# Problem
Give the lines of the rows below as a Markdown table with the columns "No." and "Line", one numbered line per table row. Leave out blank lines and pictures.
● ● ● ● ●
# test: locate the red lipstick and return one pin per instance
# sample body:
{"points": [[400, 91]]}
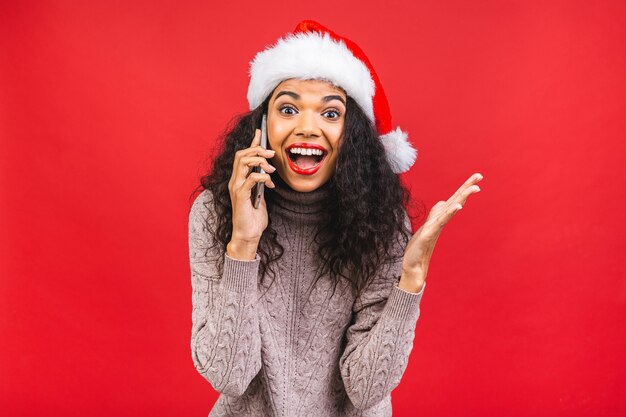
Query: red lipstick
{"points": [[306, 145]]}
● ● ● ● ●
# Complete answer
| No. | Line |
|---|---|
| 1 | # test: locate the red lipstick and return one pin per instance |
| 2 | # sample body: |
| 3 | {"points": [[400, 91]]} |
| 4 | Query: red lipstick |
| 5 | {"points": [[306, 145]]} |